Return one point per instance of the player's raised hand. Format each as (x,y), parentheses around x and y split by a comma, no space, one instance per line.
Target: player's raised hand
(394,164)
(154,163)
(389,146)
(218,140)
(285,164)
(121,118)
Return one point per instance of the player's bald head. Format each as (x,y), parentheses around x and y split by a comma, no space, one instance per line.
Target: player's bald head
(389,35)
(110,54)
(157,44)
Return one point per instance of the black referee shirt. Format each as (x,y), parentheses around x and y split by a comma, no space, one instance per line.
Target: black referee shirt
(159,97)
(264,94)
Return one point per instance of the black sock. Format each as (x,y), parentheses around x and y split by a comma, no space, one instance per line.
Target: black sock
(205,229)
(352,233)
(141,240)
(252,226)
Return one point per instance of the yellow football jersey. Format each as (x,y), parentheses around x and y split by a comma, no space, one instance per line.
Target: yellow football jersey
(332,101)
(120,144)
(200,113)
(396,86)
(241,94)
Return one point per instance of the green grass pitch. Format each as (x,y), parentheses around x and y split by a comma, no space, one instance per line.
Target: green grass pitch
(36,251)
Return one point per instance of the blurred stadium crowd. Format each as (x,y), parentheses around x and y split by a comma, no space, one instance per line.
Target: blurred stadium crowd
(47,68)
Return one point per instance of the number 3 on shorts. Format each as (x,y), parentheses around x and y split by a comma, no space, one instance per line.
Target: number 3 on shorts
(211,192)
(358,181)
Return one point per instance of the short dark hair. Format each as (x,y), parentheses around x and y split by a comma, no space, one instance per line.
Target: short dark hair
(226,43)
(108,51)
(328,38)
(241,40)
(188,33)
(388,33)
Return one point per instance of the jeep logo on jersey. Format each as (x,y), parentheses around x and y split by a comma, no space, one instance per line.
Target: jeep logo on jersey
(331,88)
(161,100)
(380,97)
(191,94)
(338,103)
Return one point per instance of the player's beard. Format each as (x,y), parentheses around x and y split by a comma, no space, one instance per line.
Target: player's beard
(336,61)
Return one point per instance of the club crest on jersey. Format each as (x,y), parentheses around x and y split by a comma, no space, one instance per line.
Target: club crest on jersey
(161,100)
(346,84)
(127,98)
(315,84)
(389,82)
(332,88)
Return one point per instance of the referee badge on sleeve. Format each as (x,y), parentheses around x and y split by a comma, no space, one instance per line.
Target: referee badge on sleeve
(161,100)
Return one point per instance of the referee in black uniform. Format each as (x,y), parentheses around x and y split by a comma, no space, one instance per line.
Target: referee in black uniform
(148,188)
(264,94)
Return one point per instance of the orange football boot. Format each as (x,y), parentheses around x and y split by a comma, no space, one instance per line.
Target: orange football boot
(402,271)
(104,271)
================================
(Work to be completed)
Copy out the rows above word for word, from the line containing "Return one point per instance of the referee badge" through the end of the rows, including both of those lines.

(Result)
Return one point per instance of the referee badge on sleeve. Format each as (x,y), parentheses around x and y split by a comma, no space, one instance per line.
Target: referee badge on sleeve
(161,100)
Return one point per instance of the referee in black uniform. Format each as (x,y), parentheses around x and y split by a comma, no space, one instance per line.
Target: referee in black uniform
(148,188)
(264,94)
Return one point per instance of the orange football boot. Format each as (x,y), parentheses around x and y split by a comma, no space, one instance per line.
Target: orange football boot
(402,271)
(104,271)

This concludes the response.